Task details :: Exactly repeat the line that contains "Thank you for the photo. Please point out the cobblestone", then every line after it up to and including the final line.

━━ Record extracts

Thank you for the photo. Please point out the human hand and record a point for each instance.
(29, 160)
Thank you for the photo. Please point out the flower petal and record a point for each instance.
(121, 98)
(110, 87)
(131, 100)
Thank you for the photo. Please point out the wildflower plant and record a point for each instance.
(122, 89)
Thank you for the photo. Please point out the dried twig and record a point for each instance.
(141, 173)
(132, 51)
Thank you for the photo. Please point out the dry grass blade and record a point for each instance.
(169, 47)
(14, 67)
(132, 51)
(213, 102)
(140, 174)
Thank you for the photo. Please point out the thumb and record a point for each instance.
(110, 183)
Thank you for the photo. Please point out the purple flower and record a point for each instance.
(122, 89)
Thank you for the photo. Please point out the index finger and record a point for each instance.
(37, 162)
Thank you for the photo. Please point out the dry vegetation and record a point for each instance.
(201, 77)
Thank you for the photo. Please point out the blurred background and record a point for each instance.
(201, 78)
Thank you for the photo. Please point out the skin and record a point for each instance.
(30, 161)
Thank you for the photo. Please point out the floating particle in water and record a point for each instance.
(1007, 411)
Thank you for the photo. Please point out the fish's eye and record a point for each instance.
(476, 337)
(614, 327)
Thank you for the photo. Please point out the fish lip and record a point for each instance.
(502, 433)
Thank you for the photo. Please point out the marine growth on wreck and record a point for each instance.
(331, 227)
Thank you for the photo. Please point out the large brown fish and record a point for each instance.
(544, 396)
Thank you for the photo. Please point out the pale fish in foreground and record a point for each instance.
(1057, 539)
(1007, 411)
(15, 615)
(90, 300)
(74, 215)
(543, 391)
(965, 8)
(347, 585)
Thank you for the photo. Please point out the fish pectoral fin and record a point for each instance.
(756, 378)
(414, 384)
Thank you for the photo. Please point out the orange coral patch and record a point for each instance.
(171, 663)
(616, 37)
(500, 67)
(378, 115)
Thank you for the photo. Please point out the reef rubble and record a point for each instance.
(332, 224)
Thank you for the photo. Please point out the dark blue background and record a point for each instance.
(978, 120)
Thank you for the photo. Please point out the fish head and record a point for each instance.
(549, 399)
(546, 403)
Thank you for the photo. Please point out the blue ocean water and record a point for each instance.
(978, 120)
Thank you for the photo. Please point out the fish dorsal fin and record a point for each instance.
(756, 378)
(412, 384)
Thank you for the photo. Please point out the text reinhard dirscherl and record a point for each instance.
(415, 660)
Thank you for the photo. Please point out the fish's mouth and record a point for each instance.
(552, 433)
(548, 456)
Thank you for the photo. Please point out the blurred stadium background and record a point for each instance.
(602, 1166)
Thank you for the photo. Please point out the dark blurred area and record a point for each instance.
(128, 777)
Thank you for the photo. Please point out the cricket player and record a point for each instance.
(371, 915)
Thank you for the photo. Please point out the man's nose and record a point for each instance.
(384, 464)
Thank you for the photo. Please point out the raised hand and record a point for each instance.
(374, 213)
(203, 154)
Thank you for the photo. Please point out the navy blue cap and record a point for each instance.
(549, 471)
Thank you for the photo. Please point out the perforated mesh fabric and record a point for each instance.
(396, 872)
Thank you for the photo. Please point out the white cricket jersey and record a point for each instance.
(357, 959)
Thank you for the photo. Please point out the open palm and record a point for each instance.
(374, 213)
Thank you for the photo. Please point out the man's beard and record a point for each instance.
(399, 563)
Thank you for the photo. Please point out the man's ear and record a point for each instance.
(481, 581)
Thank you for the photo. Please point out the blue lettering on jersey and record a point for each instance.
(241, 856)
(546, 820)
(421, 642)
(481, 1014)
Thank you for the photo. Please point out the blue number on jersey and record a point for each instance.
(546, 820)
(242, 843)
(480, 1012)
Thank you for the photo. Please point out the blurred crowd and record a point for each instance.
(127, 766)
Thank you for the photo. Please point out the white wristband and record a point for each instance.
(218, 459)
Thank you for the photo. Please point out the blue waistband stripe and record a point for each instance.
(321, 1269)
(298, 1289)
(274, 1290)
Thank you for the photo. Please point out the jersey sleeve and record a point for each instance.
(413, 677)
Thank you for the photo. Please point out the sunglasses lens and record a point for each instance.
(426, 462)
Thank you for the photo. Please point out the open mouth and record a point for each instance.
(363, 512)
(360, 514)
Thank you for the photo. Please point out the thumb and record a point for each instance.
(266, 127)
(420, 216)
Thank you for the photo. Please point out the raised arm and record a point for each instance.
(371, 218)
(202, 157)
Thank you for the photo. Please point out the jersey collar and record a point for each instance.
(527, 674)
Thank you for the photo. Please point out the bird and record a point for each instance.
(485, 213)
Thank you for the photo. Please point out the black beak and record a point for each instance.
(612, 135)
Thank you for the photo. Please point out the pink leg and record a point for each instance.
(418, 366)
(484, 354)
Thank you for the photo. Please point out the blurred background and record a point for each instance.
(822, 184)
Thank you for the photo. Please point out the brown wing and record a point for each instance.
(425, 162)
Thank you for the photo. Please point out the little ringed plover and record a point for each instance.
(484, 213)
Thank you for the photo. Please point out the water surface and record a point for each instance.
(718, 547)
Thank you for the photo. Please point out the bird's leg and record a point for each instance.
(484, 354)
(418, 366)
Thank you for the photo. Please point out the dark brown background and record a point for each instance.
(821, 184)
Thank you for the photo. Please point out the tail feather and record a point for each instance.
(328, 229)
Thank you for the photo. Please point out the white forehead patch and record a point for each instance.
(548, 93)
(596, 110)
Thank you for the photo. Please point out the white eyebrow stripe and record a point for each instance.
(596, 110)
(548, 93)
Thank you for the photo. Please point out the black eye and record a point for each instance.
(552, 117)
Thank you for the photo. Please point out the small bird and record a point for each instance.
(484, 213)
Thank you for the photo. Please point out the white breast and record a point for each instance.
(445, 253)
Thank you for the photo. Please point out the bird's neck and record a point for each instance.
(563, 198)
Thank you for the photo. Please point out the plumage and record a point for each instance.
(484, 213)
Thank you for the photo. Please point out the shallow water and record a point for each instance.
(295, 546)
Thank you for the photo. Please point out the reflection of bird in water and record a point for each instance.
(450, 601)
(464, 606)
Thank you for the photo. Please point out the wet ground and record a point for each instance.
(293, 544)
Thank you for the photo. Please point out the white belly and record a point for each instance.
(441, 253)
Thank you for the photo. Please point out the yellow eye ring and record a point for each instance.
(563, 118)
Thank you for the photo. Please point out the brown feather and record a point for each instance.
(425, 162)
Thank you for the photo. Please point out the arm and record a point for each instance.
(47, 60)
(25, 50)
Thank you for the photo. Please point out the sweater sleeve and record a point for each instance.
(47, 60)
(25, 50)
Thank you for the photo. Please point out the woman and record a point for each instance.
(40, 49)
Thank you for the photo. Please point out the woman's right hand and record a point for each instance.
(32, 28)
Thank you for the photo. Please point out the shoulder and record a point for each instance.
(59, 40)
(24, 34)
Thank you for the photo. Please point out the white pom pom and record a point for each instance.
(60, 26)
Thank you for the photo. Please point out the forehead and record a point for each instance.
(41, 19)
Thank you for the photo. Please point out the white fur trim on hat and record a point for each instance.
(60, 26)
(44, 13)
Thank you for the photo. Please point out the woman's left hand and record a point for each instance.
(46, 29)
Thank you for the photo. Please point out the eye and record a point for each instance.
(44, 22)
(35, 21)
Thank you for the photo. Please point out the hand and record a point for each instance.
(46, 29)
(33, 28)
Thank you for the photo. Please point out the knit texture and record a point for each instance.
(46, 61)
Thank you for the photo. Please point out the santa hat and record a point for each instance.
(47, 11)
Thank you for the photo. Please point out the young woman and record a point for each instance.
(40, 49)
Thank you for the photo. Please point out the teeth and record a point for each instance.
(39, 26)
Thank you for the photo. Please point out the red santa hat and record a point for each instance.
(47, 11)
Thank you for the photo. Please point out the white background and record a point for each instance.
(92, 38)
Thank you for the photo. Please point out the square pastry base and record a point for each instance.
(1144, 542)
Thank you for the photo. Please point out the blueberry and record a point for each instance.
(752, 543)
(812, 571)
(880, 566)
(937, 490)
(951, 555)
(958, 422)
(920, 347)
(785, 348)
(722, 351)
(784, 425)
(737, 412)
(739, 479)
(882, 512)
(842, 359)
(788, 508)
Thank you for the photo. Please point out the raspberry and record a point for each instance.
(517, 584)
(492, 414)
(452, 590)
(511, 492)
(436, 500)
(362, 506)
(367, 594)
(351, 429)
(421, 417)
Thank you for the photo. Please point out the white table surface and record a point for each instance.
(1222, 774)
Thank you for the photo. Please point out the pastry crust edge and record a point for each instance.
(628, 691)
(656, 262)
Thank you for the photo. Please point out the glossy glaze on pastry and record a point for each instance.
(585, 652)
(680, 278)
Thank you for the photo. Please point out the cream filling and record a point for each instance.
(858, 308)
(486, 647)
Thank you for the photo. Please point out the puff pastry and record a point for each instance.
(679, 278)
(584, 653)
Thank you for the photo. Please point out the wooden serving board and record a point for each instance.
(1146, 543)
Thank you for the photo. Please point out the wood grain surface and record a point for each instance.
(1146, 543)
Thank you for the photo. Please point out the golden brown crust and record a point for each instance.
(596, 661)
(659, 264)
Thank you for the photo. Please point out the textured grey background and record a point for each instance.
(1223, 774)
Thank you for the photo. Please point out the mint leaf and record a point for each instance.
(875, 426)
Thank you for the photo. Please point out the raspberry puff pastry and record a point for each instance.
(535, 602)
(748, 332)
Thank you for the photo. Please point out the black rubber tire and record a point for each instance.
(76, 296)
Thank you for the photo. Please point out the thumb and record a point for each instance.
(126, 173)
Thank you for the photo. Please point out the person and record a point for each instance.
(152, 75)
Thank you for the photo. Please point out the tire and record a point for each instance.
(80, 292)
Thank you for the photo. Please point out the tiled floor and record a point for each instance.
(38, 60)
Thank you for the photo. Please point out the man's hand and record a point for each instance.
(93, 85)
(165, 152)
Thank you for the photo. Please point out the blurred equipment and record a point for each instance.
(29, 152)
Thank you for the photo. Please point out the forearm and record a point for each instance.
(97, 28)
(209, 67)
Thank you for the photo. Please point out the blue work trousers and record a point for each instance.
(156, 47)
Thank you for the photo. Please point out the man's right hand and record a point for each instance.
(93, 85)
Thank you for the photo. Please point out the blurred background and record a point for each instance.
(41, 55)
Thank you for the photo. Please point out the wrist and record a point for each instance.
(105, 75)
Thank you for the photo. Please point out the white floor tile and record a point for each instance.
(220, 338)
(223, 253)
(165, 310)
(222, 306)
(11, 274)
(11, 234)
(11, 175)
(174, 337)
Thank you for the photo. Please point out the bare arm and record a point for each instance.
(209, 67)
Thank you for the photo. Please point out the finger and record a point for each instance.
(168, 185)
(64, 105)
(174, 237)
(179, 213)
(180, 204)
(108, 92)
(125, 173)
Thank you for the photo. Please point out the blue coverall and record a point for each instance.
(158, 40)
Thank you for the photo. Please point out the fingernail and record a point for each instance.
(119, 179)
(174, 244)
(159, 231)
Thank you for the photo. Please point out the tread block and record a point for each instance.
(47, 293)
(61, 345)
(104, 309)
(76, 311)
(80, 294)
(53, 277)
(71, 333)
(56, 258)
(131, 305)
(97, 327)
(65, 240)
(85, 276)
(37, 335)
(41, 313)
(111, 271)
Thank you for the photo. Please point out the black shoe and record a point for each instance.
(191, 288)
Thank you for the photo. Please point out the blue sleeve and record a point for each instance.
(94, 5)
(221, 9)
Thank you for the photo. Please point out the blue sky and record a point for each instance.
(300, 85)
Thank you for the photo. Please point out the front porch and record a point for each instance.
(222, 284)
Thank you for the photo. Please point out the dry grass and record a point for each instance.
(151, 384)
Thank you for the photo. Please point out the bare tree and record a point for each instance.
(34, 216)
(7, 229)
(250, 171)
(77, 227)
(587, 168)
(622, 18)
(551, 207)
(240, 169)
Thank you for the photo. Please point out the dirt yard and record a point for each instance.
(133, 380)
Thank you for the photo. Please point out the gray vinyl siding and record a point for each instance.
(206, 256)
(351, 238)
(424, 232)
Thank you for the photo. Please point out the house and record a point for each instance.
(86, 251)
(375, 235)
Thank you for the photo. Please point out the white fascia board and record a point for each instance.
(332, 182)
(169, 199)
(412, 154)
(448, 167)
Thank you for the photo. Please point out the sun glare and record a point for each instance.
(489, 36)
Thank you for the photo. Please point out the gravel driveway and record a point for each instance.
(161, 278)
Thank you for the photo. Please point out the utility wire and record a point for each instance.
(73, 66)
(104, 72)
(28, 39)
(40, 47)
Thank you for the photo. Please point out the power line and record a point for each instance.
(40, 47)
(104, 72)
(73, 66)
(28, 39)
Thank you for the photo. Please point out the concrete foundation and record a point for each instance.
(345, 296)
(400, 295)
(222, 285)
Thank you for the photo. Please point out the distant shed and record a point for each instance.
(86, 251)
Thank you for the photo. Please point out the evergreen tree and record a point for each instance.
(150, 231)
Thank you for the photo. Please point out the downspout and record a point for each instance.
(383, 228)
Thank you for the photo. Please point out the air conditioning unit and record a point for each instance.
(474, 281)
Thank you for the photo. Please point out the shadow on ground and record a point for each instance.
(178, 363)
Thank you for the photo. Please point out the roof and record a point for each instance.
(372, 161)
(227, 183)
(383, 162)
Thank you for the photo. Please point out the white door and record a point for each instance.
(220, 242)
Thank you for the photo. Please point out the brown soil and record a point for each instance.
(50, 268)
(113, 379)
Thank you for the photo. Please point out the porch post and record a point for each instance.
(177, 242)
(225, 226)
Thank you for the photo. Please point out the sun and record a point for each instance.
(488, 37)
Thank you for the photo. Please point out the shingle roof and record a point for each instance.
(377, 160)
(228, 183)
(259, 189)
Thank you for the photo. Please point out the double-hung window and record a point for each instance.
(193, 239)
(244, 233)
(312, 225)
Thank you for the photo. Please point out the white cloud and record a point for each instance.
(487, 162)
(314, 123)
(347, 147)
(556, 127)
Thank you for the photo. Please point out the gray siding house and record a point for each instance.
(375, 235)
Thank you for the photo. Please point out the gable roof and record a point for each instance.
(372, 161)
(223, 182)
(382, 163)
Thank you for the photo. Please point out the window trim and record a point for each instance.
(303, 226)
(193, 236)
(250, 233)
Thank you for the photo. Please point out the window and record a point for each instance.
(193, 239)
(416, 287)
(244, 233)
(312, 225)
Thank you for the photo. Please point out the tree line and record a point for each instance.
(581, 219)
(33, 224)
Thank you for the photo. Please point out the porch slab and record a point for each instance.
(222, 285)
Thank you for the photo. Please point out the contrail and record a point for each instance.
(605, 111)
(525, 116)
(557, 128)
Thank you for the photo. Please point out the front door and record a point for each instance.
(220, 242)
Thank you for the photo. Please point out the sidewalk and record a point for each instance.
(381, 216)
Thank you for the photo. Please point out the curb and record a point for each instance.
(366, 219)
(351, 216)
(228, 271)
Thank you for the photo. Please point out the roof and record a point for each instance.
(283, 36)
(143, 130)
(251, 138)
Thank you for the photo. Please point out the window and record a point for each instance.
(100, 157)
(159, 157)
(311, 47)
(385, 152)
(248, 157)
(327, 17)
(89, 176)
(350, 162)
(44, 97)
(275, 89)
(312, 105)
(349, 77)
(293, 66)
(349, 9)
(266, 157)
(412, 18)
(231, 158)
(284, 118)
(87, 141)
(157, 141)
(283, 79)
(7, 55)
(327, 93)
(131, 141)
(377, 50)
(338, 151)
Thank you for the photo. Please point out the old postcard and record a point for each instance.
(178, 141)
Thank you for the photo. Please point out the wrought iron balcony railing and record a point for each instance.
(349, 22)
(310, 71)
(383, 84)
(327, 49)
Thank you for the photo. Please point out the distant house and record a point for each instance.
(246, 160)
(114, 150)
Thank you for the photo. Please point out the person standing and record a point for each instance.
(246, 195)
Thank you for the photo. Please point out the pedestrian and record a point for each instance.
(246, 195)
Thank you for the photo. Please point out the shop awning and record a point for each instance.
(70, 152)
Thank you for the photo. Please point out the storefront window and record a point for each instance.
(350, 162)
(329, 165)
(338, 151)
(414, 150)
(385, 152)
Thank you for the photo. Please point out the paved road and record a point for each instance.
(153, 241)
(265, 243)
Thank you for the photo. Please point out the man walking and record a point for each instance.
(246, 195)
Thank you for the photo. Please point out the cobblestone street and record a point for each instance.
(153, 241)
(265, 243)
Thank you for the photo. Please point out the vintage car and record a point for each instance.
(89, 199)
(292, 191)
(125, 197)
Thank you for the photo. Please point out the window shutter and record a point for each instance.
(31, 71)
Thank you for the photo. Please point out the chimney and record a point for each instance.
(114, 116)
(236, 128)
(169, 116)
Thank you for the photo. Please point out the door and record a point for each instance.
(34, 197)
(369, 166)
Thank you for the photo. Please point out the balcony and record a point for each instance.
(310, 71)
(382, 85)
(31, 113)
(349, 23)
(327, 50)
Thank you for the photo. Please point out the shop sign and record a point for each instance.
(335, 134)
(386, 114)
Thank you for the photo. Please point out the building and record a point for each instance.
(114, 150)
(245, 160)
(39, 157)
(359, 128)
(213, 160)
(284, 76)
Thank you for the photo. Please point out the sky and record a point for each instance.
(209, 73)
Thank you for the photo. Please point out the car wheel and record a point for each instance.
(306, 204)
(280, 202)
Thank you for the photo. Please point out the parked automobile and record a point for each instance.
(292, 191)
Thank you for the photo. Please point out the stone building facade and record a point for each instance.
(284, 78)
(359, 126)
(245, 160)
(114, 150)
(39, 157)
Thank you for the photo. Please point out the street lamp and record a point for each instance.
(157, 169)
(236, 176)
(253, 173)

━━━━

Written answer ::
Thank you for the photo. Please point out the cobblestone street and record a point for each instance.
(153, 241)
(265, 243)
Thank you for the photo. Please point out the vintage car and record a point for each instance.
(89, 199)
(292, 191)
(125, 197)
Thank you for the photo. Please point out the window shutter and record a point for each instance.
(31, 71)
Thank you for the photo. Please point out the chimney and record a point for each instance.
(114, 116)
(236, 128)
(169, 116)
Thank you for the photo. Please point out the door and record a point for each instance.
(34, 197)
(369, 166)
Thank you for the photo. Please point out the balcony and record a point for each instance.
(310, 71)
(382, 85)
(31, 113)
(349, 23)
(327, 50)
Thank you for the photo. Please point out the shop sign and record a point for each instance.
(335, 134)
(386, 114)
Thank you for the photo. Please point out the building and record a point for each instance.
(114, 150)
(245, 160)
(39, 157)
(359, 128)
(213, 160)
(284, 76)
Thank you for the photo. Please point out the sky and record a point for each instance.
(209, 73)
Thank you for the photo. Please point out the car wheel and record a point for each instance.
(306, 204)
(280, 202)
Thank you for the photo. Please point out the parked automobile and record a point for each instance.
(292, 191)
Thank you for the photo. Please point out the stone building facade and record a point for each instance.
(284, 78)
(359, 126)
(245, 160)
(114, 150)
(39, 157)
Thank you for the photo. Please point out the street lamp and record a point for each instance.
(157, 169)
(236, 176)
(253, 173)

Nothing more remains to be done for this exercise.